-- BEGIN --
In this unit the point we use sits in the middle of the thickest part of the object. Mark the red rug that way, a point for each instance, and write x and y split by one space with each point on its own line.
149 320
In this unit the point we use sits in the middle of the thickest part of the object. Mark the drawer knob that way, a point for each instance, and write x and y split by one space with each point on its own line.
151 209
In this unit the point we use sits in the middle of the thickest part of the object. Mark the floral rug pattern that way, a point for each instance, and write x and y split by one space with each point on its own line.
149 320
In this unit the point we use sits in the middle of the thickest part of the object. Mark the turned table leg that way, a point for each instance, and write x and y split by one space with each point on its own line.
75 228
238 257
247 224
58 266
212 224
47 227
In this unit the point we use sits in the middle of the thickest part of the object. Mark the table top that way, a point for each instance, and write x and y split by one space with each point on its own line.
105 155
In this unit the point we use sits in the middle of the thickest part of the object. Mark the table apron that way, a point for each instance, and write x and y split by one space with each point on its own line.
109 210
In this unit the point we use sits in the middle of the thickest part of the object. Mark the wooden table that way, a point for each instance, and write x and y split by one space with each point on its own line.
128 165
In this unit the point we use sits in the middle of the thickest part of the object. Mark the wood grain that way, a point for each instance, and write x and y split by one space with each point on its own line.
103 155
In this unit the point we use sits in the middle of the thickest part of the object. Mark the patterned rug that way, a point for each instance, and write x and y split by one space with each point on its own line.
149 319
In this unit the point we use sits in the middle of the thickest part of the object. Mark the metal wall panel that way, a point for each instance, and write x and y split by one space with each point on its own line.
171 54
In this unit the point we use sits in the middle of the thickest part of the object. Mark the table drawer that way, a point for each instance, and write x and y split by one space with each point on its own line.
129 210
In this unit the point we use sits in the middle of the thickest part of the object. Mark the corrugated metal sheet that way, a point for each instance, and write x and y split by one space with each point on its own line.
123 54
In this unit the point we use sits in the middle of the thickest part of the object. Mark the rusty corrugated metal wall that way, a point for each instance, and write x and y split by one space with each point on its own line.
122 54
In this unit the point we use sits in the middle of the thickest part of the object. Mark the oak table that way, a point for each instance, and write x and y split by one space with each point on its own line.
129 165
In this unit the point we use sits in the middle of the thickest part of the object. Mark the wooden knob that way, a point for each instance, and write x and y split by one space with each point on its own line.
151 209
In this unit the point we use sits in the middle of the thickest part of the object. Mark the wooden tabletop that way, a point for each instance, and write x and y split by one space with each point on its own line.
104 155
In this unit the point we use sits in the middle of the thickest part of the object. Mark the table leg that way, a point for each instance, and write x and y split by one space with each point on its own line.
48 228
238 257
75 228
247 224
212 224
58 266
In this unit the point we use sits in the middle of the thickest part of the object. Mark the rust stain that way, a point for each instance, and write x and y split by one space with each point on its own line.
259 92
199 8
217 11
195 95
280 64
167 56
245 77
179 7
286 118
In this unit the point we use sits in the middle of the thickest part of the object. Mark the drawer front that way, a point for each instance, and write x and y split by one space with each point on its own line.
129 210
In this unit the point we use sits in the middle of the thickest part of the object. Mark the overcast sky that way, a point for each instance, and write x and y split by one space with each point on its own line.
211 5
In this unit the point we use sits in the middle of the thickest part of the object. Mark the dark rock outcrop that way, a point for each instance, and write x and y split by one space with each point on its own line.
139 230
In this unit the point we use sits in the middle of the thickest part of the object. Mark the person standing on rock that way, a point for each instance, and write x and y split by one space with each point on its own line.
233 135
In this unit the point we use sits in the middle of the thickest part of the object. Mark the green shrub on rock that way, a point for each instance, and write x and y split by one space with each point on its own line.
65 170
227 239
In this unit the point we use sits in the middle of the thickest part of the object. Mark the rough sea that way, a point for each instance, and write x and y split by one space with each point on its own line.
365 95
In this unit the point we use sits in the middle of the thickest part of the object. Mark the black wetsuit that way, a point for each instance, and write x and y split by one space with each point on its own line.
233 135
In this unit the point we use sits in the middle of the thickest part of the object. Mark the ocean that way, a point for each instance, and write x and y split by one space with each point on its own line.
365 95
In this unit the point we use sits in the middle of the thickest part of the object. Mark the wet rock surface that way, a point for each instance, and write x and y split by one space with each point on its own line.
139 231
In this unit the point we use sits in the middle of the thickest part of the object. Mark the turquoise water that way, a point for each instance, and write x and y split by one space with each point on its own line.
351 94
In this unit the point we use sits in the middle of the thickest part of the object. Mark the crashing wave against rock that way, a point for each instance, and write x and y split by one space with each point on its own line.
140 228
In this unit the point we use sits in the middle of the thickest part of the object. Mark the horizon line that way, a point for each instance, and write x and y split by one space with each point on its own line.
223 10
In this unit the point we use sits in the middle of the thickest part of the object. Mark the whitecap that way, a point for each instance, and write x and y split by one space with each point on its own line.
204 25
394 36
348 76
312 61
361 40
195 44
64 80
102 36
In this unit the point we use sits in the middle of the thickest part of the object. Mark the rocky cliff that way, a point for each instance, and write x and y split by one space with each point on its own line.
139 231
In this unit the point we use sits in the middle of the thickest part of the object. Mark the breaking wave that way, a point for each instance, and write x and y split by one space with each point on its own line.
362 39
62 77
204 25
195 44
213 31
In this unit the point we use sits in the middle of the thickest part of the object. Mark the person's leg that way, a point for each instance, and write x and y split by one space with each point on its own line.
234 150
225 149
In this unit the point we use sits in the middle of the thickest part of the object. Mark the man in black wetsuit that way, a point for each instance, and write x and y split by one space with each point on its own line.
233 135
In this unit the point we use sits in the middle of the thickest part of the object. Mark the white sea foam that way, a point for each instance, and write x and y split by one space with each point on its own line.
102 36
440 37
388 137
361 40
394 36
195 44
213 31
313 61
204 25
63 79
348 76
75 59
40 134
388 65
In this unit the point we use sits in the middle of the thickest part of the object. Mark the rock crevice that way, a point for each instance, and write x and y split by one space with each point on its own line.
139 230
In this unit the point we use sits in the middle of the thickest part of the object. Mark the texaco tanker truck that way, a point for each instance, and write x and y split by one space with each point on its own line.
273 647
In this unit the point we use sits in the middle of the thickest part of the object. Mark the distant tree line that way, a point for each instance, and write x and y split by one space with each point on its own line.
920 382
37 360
-- END --
_PROMPT_: Rewrite everything from the line containing "the white sea" down to the last line above, keeping the requests as they are. Add 147 to every x and y coordinate in the answers.

_SOLUTION_:
In this unit the point we use sits in the middle of the thickest part of the object. Mark the white sea foam that way, a point for each instance, and write x and y split by one space with each point on its own line.
249 183
587 184
535 284
508 187
541 183
342 191
360 178
460 208
351 172
210 226
495 223
222 206
187 281
535 212
In this unit the point we use sits in the middle of the thickest part of the object. Mark the rock crevice that way, a point for each instance, and write x and y split by one space with each point on its own line.
286 377
In this unit the point we use sits in the middle of the thickest part of the object. Mark the texaco tanker truck that way, a point for each instance, and write x and y split by one space with each point on its own line.
420 794
In this unit the point we use sits in the middle of the thickest part of the object. Mark the distant tree line that way, a point for each instance, and write x and y split by one space with each point on its own line.
1067 529
184 507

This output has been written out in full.